> _To do_: Please check the American Express stock article below: by what percentage did the company's revenue increase year over year in 2023?

American Express Stock: 5 Things to Love
Shares of integrated payments company American Express (NYSE: AXP) jumped on Friday following its fourth-quarter earnings report. In total, the stock rose about 7%. Given the report’s strength, it’s unsurprising to see shares rising sharply. The update and earnings call for the quarter included promising metrics and upbeat commentary from management about the future.
Here are five things likely behind investors’ bullishness for American Express shares.
1. Strong top-line momentum
With a bull market underway despite an uneven macroeconomic environment in which some sectors are doing well and others are showing some signs of softness, it’s increasingly challenging to find resilient and highly profitable businesses still growing revenue at double-digit rates that also have attractively priced shares.
American Express, however, makes the cut.
The lucrative integrated payments company, which specializes in a membership-based model with high annual credit card fees and compelling member perks, saw revenue increase 14% year over year in 2023 — and that’s on top of 25% growth in 2022.
We’ll get to valuation in the final section of this article.

> _Supplied records_:
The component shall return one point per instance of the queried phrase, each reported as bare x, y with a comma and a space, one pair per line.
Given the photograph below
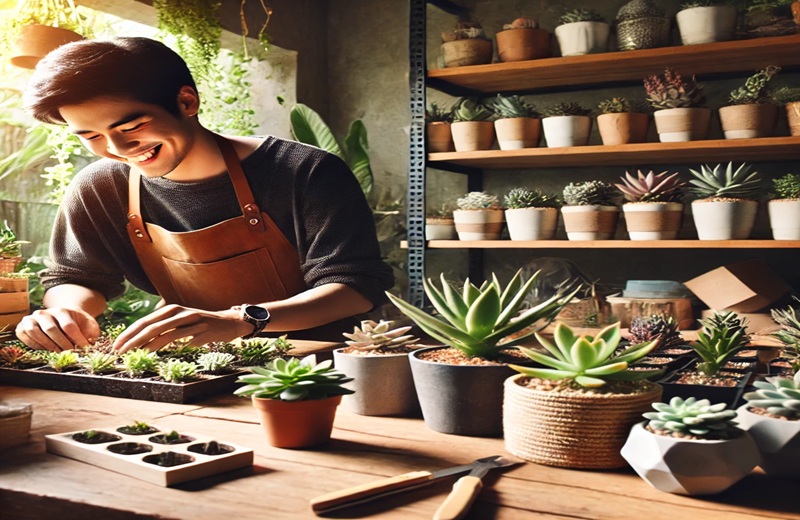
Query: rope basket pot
571, 429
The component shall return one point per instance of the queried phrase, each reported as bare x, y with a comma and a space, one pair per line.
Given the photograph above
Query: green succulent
691, 417
777, 395
479, 320
294, 380
589, 361
724, 182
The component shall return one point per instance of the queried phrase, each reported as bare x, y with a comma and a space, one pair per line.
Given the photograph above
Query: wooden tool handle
365, 492
460, 498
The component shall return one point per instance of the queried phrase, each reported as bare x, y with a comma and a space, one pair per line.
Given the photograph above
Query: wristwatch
257, 316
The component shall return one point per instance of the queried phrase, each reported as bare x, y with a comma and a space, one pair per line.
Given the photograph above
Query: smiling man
239, 235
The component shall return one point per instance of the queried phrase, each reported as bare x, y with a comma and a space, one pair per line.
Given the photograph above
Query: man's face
145, 136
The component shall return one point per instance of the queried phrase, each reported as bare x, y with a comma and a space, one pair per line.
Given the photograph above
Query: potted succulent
680, 114
771, 415
531, 214
460, 385
705, 21
296, 400
582, 31
472, 126
566, 124
577, 410
467, 44
653, 209
749, 111
725, 206
590, 210
479, 216
518, 123
621, 122
667, 450
521, 40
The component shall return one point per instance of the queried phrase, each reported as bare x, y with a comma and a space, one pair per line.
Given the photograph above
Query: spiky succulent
671, 90
695, 418
479, 320
518, 198
589, 361
723, 182
591, 193
755, 89
653, 187
778, 396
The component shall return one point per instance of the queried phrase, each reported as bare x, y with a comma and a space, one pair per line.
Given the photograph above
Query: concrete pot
382, 383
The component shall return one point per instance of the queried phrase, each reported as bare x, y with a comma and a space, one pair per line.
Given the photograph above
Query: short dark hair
140, 68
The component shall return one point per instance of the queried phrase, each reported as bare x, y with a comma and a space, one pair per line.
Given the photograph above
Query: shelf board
719, 150
621, 66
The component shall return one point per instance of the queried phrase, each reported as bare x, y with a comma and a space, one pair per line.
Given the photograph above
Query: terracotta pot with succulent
582, 31
479, 216
666, 450
522, 40
678, 104
653, 209
296, 400
577, 410
749, 111
622, 122
567, 124
725, 206
590, 210
376, 359
705, 21
772, 417
531, 214
460, 385
466, 45
473, 126
784, 208
517, 124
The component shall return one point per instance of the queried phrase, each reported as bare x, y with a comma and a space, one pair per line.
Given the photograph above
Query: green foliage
589, 361
479, 320
294, 380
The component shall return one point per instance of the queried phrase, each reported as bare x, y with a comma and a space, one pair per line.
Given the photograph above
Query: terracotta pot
523, 44
623, 128
298, 424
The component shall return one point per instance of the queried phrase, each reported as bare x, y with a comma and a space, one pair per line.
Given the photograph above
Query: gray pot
460, 399
382, 384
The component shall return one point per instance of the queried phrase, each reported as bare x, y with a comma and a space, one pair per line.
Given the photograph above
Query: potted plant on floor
517, 124
577, 410
680, 114
725, 206
582, 31
666, 450
296, 400
531, 214
479, 216
460, 385
566, 124
653, 209
749, 111
590, 210
621, 122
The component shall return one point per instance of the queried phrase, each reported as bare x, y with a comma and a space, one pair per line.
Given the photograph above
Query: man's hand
58, 329
173, 322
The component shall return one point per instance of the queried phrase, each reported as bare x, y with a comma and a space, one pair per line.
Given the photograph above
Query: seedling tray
138, 456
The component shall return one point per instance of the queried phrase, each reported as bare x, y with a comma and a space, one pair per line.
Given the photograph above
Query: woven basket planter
571, 430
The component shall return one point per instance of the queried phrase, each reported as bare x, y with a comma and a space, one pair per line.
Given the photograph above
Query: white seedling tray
136, 465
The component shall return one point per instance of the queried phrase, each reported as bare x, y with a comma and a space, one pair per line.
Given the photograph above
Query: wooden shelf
721, 150
621, 66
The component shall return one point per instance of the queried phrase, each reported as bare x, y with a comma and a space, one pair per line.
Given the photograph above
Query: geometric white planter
689, 466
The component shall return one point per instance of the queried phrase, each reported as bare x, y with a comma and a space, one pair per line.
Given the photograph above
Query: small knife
389, 486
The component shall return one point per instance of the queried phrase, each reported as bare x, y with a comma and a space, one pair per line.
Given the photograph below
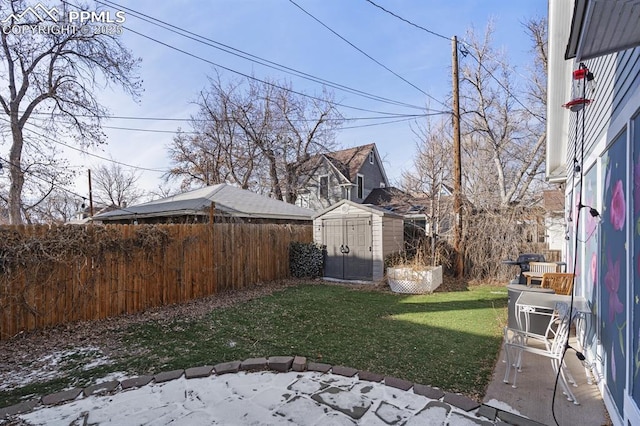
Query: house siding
611, 146
373, 176
336, 191
616, 80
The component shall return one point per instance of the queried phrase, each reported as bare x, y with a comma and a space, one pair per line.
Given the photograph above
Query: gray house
349, 174
225, 202
593, 151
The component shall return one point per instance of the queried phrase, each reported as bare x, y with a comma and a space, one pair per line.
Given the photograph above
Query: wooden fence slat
199, 260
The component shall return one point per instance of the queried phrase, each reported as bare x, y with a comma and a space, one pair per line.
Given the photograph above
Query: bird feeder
582, 78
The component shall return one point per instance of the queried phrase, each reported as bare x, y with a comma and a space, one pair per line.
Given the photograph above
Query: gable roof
398, 201
229, 201
349, 161
378, 211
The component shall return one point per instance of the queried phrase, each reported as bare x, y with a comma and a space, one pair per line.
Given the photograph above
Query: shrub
306, 260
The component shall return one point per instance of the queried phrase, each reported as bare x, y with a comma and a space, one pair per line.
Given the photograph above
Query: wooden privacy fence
54, 275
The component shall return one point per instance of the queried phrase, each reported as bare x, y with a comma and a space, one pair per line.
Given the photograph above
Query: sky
279, 31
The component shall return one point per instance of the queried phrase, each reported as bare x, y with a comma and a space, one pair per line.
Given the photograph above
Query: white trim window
323, 187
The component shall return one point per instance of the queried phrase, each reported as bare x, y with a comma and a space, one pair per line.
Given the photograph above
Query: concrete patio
533, 396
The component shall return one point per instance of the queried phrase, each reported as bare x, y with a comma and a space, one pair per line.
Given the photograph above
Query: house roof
602, 27
378, 211
553, 200
229, 201
349, 161
396, 200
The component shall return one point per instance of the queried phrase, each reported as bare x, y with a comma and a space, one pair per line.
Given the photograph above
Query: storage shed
358, 237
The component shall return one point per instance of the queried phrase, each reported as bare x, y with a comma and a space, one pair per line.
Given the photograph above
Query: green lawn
447, 339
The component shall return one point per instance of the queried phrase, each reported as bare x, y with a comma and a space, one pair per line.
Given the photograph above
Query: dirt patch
46, 354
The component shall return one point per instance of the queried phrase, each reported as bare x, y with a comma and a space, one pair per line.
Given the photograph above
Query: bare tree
503, 126
504, 137
113, 185
53, 77
256, 134
59, 206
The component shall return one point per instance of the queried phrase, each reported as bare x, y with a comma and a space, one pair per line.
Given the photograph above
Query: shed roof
229, 201
378, 211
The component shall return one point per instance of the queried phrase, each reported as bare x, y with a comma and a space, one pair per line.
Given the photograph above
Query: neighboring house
225, 202
554, 222
594, 152
84, 215
349, 174
417, 211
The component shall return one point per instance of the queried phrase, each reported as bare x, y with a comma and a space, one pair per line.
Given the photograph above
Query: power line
86, 152
365, 53
51, 183
467, 52
253, 58
409, 22
204, 120
255, 78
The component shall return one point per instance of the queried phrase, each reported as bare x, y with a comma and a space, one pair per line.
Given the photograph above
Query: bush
306, 260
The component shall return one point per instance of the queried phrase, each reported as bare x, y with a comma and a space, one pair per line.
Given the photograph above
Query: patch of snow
503, 406
51, 366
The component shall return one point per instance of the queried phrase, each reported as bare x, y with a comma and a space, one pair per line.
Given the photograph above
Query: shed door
332, 232
349, 251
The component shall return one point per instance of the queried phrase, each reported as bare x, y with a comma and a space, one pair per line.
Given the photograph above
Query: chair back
559, 328
560, 282
544, 267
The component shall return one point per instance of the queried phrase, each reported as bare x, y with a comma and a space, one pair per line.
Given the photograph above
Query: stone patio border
281, 364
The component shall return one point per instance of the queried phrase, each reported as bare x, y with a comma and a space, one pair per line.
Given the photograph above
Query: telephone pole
458, 244
90, 196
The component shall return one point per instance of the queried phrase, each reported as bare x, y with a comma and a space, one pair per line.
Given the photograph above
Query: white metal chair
552, 345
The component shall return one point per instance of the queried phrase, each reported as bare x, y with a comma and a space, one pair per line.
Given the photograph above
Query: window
360, 182
324, 187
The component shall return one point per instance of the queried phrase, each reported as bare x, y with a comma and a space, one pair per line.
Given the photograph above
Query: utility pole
458, 244
90, 196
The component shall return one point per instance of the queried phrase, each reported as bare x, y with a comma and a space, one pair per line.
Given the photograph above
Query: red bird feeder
581, 83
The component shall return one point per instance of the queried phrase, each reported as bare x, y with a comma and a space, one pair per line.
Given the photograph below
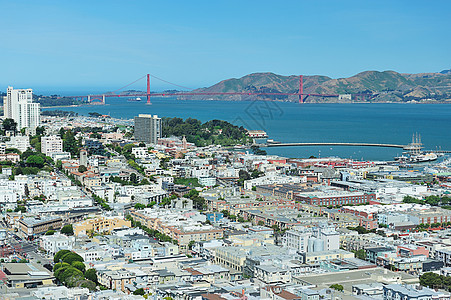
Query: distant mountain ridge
372, 86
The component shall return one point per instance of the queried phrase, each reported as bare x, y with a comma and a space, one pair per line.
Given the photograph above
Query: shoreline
276, 101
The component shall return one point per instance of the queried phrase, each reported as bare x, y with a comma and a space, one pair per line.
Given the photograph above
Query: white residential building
56, 242
51, 144
320, 238
18, 105
21, 143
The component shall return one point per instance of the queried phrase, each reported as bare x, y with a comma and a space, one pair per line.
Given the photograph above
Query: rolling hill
371, 86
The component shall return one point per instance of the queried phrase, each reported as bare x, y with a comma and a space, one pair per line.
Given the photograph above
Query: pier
405, 147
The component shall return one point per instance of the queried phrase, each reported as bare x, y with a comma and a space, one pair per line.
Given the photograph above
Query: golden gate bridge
100, 98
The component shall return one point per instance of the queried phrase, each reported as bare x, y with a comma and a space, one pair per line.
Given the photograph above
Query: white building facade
18, 105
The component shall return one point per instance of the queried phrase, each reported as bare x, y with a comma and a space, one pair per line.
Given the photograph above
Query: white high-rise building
51, 144
147, 128
18, 105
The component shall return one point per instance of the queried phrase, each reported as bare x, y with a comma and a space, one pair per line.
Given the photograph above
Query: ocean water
294, 122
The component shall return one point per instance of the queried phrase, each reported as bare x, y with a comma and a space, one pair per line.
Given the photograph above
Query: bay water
390, 123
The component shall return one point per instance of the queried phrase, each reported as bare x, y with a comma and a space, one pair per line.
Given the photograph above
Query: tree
60, 265
133, 178
60, 254
79, 265
88, 284
360, 254
71, 257
82, 169
10, 125
431, 280
35, 161
139, 206
337, 287
91, 274
40, 130
139, 291
191, 244
67, 229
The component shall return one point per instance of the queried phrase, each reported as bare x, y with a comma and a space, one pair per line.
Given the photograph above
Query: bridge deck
331, 144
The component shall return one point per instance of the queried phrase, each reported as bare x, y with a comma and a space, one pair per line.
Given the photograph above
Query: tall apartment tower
147, 128
83, 157
18, 105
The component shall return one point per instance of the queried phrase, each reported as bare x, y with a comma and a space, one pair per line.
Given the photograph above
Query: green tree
431, 280
139, 291
59, 255
139, 206
10, 125
67, 229
60, 265
337, 287
361, 254
79, 265
35, 161
88, 284
40, 130
91, 274
71, 257
82, 169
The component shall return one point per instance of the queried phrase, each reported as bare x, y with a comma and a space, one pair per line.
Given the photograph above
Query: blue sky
67, 46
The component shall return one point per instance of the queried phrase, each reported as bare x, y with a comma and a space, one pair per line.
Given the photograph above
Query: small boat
417, 158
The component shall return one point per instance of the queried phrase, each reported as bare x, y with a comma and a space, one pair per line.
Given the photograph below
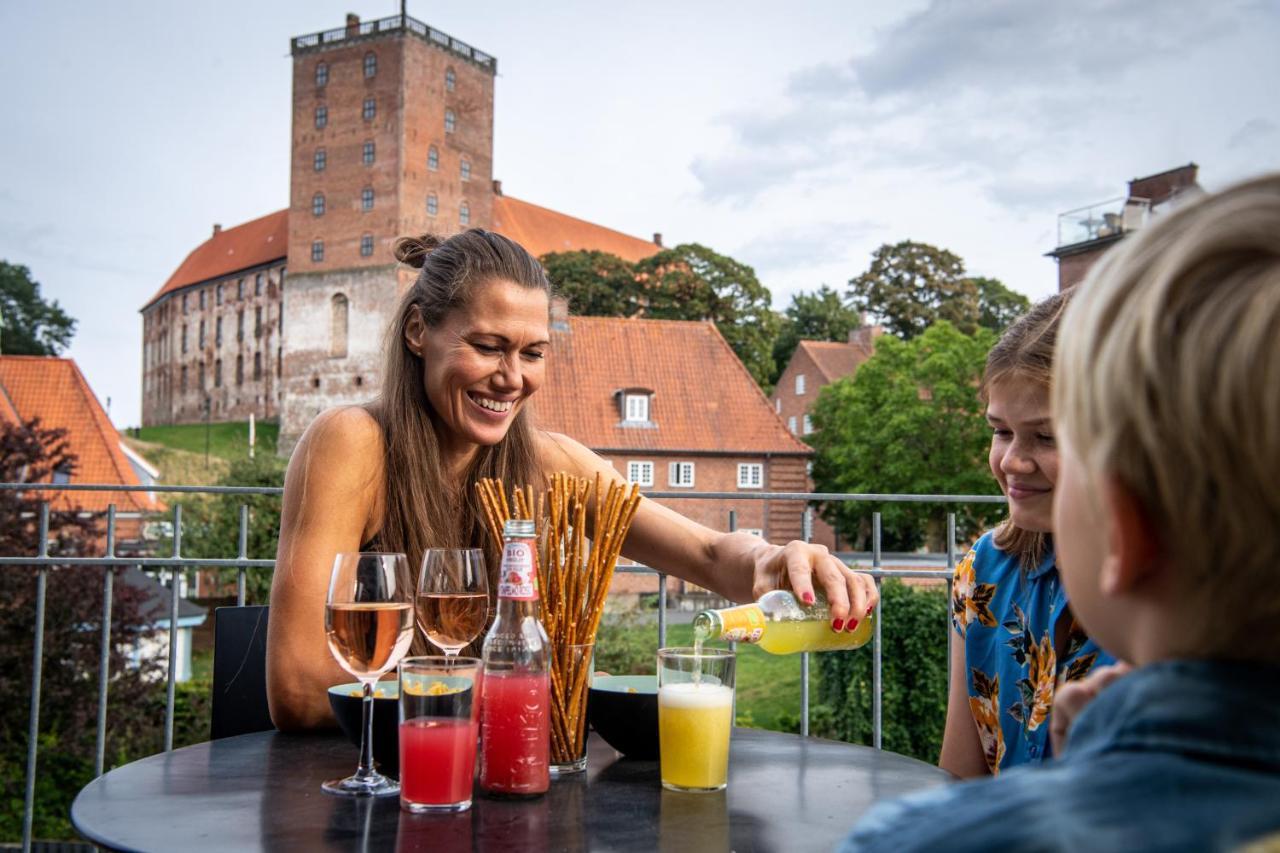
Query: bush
914, 676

> _Solved exercise_: 14%